Stored data:
== Segment start ==

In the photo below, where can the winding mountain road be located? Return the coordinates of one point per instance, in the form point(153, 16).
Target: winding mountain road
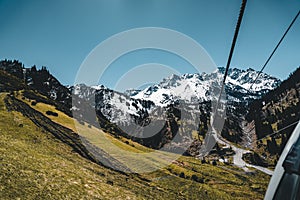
point(238, 157)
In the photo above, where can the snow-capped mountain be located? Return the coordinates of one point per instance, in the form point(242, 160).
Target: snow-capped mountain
point(115, 106)
point(193, 88)
point(190, 89)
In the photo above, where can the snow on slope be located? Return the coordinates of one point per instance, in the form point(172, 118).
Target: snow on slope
point(194, 88)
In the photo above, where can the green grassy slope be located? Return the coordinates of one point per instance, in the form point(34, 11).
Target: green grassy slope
point(37, 165)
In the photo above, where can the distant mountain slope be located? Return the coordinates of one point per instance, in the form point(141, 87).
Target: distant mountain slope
point(43, 159)
point(193, 88)
point(278, 110)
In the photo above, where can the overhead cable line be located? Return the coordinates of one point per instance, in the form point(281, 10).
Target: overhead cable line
point(237, 28)
point(267, 61)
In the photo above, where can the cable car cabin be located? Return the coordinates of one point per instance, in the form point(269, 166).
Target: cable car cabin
point(285, 182)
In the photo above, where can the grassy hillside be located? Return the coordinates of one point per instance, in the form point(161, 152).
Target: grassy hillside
point(38, 165)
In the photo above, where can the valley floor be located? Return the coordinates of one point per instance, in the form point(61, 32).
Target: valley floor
point(35, 164)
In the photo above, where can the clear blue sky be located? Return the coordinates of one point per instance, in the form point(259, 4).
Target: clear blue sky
point(60, 34)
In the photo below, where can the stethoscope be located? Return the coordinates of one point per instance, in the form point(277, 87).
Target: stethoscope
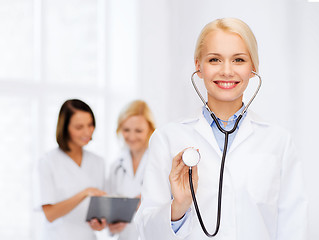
point(191, 157)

== Segment end ==

Copy out all the entries exactly. Images stay out of the copy.

In the photo below, where can the winding mountain road be located? Return the coordinates of one point per instance, in the form point(153, 16).
Target: winding mountain road
point(238, 157)
In the photo above, where can the snow-capped mountain be located? Return the coordinates of one point per instance, in the form point(242, 160).
Target: snow-capped mountain
point(115, 106)
point(193, 88)
point(190, 89)
In the photo above, where can the snow on slope be located? Return the coordinates of one point per instance, in the form point(172, 118).
Target: snow on slope
point(194, 88)
In the photo above, where can the green grassy slope be located? Return the coordinates of one point per instance, in the form point(34, 11).
Target: green grassy slope
point(37, 165)
In the photo above, where can the distant mountain slope be located? Return the coordinates of one point per instance, in the form point(141, 87).
Target: distant mountain slope
point(43, 159)
point(193, 88)
point(278, 110)
In the photo above, where can the overhead cable line be located? Return the coordinates of one point per instance, in the form point(281, 10).
Target: overhead cable line
point(237, 28)
point(267, 61)
In the photo above, where can the cable car cabin be located? Return the coordinates of one point per instance, in the form point(269, 166).
Target: cable car cabin
point(285, 182)
In the photo above, where can the grassy hillside be located? Return the coordinates of one point per instance, in the form point(161, 152).
Target: grassy hillside
point(38, 165)
In the photo above, where can the valley floor be located? Return the coordinates of one point per instance, in the form point(61, 32).
Target: valley floor
point(35, 164)
In the photo above, where can the clear blue sky be located? Return the coordinates of one point per instance, in the form point(259, 4).
Target: clear blue sky
point(60, 34)
In the photo below, where can the stethoscope be located? Return the coordinates of one point per instance, in the form point(277, 87).
Target: stethoscope
point(191, 157)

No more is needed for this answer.